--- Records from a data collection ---
◆ ◆ ◆ ◆
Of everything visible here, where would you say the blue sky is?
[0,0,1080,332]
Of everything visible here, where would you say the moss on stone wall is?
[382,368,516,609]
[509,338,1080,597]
◆ ◆ ◆ ◆
--- Exercise directions ---
Convert each line of the data above into a row of a Markdown table with two columns, Row and Line, and leave out any blank lines.

--- Output for this exercise ---
| Row | Line |
|---|---|
| 1 | Of everything visible here, where would you say the blue sky is? |
| 2 | [0,0,1080,332] |
| 3 | Of everything visible here, where would you say the moss on stone wall is? |
| 4 | [382,368,516,609] |
| 5 | [509,338,1080,597] |